# Seitentext
Beitragvon Willimox » Fr 13. Nov 2020, 16:45

Salve, Marce03,

das leuchtet mir auch ein.

fingamus eum, qui accepto ferebat, scientem prudentemque nullius esse momenti acceptilationem sic accepto tulisse.

einen, der weiß und zwar mit Vorbedacht, dass das So-quittiert-haben keine Bedeutung hat/wertlos ist
Stellen wir uns vor, der Erlassspender habe wohlwissend, dass dieser Schuldenerlass nichtig sei/wohlwissend um die Nichtigkeit des Erlasses den Erlass getätigt: Wer zweifelt dann daran....


Salve, iurisconsulte!

Auch wenn Du nachgeschlagen hast, stimulieren mich die Details.

# Materialliste
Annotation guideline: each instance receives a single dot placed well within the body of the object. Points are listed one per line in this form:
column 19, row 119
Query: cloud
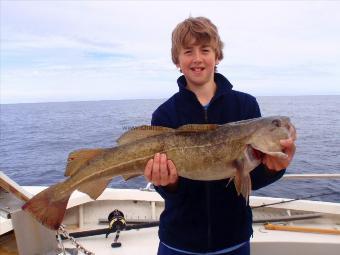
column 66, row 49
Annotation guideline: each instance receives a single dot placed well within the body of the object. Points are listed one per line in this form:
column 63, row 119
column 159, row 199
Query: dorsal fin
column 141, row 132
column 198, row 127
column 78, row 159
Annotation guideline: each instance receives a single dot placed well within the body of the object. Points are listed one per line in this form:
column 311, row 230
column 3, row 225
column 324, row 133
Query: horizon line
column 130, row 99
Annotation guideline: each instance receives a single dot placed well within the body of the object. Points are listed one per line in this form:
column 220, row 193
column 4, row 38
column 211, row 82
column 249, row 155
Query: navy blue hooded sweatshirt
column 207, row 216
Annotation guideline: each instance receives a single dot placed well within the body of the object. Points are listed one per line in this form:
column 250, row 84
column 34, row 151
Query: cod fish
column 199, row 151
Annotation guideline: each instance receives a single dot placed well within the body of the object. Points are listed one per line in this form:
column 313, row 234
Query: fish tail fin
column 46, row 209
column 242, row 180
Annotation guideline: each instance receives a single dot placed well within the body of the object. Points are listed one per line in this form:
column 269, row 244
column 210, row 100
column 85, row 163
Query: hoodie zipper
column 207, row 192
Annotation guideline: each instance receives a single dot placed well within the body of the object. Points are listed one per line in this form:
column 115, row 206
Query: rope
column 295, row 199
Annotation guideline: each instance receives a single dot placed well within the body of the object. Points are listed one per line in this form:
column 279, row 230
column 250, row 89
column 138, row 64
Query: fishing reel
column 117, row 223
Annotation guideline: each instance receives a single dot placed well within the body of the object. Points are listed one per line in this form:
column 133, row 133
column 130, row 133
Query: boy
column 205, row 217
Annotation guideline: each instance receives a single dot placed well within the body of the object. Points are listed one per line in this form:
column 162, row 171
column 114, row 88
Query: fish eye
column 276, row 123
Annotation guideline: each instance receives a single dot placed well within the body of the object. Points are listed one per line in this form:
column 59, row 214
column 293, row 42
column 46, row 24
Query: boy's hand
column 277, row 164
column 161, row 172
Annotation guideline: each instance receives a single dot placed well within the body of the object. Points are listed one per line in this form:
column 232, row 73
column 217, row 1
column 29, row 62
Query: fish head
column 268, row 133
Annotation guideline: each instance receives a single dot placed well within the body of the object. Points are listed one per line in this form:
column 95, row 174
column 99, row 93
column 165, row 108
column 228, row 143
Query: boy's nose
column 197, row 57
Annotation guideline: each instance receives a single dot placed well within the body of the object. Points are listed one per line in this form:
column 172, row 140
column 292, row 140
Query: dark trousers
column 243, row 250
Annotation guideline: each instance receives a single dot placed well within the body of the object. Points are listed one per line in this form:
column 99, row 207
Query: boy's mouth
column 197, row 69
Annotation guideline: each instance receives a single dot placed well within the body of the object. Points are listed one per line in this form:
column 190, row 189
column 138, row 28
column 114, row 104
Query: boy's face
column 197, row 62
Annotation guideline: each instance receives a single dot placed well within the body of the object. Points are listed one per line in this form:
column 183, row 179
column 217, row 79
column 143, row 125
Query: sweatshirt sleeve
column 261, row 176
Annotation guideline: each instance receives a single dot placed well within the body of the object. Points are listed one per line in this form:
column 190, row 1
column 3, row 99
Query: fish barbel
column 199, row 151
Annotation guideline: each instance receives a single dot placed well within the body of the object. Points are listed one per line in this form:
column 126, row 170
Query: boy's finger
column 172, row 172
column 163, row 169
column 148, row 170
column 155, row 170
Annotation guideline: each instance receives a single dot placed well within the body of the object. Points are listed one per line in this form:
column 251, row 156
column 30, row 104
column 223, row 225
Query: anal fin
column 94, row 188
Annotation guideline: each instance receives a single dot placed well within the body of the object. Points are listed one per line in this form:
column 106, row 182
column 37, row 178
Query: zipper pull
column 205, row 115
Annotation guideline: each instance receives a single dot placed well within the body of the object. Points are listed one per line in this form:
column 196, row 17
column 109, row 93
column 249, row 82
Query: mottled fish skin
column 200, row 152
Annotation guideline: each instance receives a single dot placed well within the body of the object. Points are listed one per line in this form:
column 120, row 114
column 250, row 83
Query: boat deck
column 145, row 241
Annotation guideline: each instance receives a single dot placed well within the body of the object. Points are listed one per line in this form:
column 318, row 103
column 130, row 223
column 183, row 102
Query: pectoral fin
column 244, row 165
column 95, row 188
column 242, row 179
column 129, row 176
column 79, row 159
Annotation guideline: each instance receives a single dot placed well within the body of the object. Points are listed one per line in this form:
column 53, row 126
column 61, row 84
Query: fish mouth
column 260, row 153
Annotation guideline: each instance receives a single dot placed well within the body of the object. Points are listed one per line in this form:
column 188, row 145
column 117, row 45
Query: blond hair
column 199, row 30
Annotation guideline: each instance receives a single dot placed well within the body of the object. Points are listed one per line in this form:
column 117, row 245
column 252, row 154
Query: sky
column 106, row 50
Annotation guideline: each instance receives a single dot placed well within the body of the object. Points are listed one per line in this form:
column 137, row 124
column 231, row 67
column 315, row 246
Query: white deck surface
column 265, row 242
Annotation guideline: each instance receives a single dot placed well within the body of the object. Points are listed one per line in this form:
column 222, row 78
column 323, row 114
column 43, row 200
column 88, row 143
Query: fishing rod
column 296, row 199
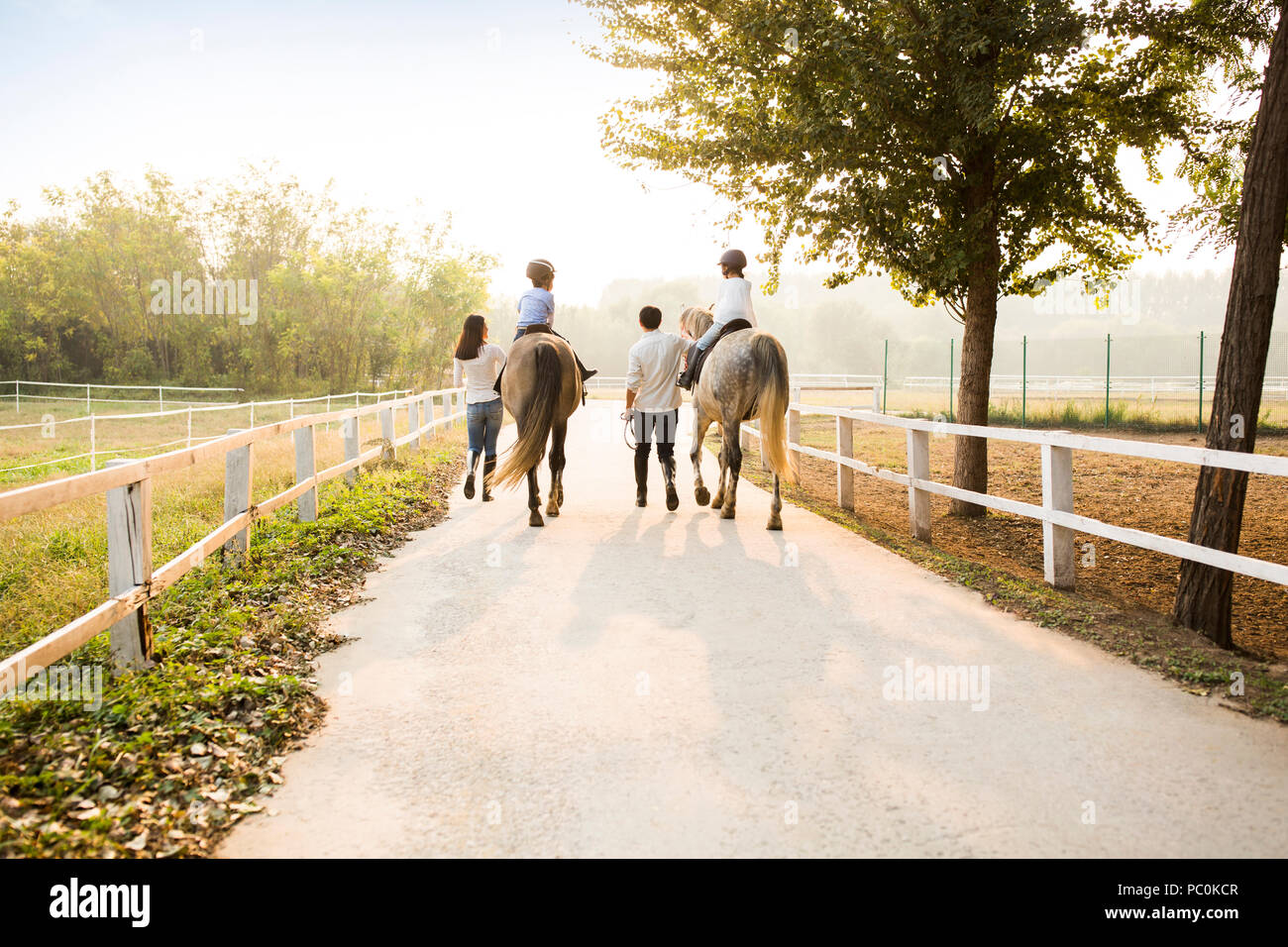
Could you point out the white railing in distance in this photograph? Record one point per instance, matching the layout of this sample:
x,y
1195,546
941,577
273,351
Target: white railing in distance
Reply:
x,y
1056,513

# Deine Anweisungen
Gib bitte den Seitentext von „einen, der weiß“ bis „mich die Details.“ wortgetreu wieder.

# Schriftliche Lösung
einen, der weiß und zwar mit Vorbedacht, dass das So-quittiert-haben keine Bedeutung hat/wertlos ist
Stellen wir uns vor, der Erlassspender habe wohlwissend, dass dieser Schuldenerlass nichtig sei/wohlwissend um die Nichtigkeit des Erlasses den Erlass getätigt: Wer zweifelt dann daran....


Salve, iurisconsulte!

Auch wenn Du nachgeschlagen hast, stimulieren mich die Details.